[START Input rows]

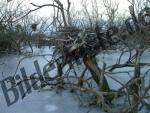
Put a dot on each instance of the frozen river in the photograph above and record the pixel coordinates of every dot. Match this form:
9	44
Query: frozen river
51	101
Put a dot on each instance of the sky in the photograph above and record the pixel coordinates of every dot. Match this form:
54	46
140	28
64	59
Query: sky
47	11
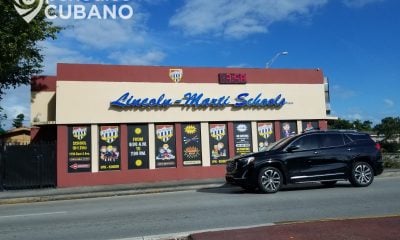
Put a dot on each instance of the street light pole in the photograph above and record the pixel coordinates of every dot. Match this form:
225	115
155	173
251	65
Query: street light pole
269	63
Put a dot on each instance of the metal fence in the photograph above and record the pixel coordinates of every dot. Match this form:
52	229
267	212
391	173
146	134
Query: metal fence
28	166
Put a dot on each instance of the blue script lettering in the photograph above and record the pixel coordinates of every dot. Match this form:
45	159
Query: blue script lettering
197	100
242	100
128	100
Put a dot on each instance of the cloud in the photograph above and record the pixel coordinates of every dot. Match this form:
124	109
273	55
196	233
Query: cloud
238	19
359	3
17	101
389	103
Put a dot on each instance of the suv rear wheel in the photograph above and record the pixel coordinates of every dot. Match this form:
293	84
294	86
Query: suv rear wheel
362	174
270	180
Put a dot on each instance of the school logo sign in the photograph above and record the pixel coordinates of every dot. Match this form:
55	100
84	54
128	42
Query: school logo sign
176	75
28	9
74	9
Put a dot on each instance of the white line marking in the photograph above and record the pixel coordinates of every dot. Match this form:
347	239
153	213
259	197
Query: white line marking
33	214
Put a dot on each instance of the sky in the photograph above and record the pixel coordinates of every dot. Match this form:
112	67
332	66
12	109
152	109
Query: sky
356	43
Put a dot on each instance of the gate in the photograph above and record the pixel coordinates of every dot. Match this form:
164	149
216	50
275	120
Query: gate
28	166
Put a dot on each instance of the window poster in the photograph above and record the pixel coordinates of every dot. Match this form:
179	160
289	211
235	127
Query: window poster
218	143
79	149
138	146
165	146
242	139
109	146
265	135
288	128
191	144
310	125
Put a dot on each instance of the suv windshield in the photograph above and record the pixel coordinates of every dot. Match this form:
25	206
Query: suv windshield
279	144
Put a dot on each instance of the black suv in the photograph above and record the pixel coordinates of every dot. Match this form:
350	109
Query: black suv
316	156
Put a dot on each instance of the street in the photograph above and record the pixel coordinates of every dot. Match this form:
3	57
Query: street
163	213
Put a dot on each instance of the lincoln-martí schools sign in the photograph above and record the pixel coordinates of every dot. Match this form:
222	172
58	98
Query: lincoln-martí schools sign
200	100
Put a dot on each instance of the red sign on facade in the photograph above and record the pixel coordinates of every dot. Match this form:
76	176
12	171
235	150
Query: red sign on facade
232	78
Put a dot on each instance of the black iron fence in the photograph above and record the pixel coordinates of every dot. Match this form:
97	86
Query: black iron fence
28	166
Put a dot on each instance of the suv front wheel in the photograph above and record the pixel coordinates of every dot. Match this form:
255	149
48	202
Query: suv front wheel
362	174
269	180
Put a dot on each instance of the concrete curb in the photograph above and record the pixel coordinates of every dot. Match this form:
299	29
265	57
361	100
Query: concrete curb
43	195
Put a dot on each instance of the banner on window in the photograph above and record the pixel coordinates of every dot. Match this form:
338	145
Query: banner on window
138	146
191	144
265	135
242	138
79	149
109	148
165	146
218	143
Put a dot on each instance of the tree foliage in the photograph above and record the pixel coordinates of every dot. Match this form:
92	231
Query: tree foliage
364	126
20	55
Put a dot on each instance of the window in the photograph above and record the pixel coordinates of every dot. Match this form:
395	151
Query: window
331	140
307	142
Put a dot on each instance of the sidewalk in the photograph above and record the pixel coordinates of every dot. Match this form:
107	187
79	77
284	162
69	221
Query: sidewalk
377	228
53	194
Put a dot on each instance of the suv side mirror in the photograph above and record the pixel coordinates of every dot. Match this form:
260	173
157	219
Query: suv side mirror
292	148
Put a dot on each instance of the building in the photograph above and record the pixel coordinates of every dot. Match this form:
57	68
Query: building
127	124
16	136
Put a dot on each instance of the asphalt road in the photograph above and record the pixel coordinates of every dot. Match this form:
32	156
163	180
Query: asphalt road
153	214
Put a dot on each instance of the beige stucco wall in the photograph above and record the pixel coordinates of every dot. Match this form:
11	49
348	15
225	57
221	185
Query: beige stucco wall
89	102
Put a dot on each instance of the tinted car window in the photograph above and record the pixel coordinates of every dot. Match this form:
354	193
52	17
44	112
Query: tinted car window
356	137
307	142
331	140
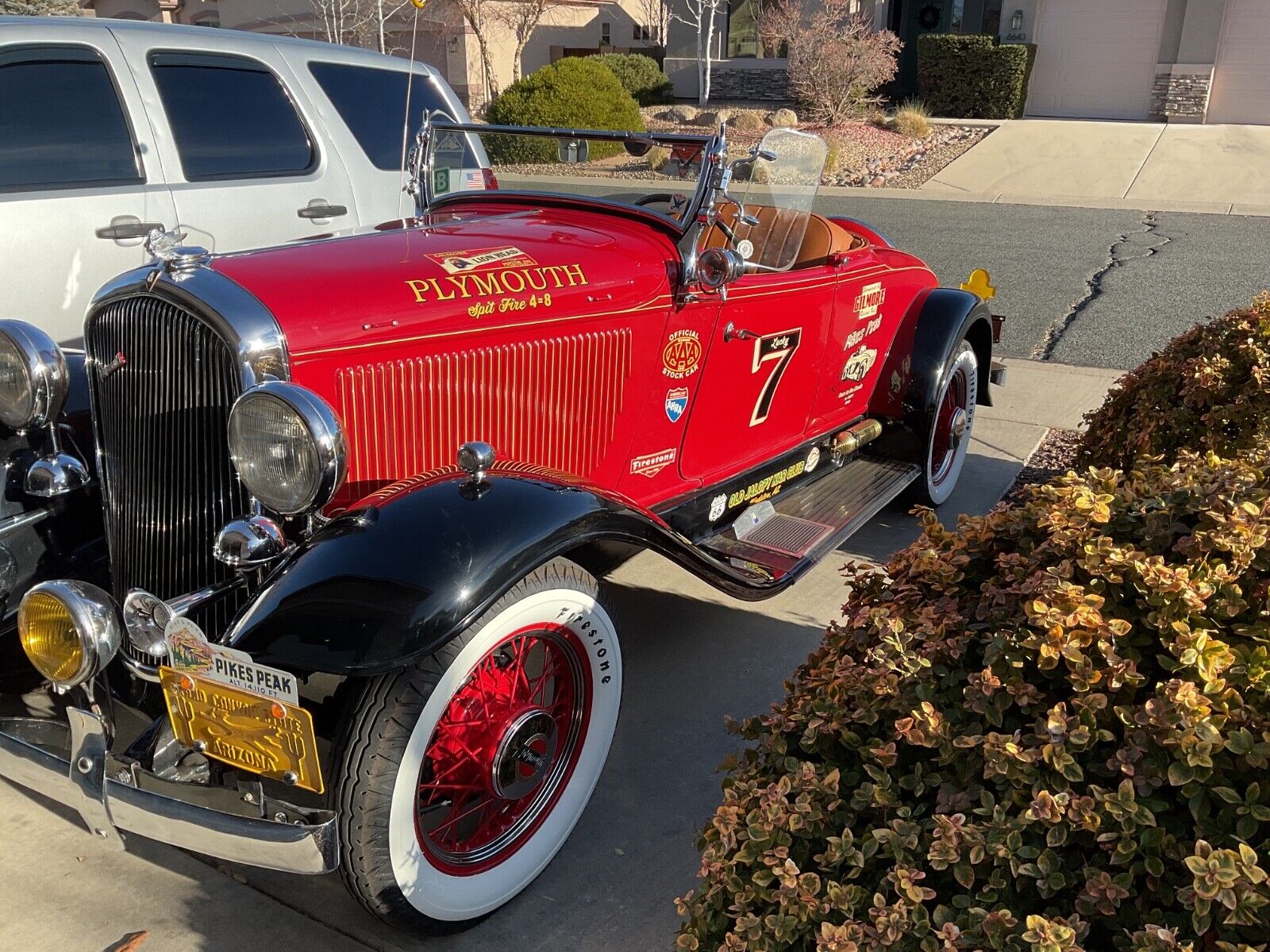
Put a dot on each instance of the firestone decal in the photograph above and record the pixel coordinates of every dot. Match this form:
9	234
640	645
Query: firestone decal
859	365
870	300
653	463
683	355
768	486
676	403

[END Input rows]
[START Input rows]

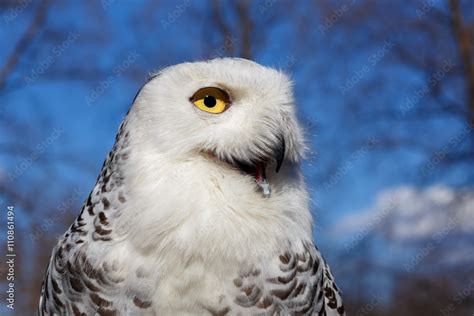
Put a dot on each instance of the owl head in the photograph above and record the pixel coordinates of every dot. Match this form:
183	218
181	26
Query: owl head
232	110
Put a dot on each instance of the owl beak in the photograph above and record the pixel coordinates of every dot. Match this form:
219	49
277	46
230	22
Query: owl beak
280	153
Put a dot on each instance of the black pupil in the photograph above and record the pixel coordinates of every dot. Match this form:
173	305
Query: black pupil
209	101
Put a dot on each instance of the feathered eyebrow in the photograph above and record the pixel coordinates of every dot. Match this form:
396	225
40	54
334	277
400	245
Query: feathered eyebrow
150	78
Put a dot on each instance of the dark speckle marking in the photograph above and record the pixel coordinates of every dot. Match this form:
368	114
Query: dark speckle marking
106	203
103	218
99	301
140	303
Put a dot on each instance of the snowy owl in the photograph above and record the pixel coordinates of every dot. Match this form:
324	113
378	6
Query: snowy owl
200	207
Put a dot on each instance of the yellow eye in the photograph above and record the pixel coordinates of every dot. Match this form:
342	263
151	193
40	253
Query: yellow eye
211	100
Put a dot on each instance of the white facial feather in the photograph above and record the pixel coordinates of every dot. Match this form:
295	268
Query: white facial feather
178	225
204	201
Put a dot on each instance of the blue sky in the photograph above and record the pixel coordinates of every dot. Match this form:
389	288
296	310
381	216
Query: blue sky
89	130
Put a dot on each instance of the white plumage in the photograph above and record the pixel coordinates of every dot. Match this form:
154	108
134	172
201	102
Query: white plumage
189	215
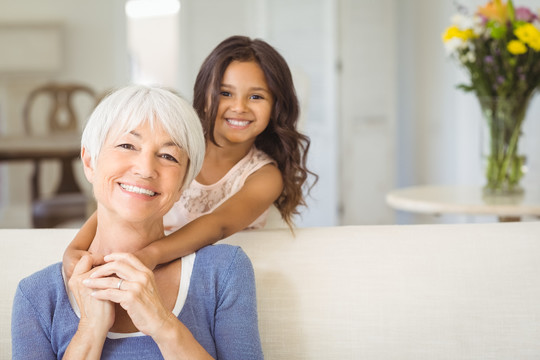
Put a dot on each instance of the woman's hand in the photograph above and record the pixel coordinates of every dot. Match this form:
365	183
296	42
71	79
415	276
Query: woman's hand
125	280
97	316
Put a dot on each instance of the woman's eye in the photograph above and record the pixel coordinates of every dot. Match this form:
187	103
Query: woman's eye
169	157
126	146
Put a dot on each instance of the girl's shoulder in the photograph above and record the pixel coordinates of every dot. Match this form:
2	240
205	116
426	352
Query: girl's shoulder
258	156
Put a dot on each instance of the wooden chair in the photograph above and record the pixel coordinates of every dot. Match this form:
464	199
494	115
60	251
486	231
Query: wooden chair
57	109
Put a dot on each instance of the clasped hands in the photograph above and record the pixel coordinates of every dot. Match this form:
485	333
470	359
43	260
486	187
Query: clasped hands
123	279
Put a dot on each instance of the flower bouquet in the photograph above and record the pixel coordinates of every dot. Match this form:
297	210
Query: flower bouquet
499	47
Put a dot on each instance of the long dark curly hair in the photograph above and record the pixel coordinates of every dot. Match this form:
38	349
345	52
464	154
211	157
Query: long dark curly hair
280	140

[END Input rows]

### [What to work on]
Count the lines in the records above that contain the string "woman", treating uppercase and lowercase as different. Reply with the number alone.

### [Task output]
4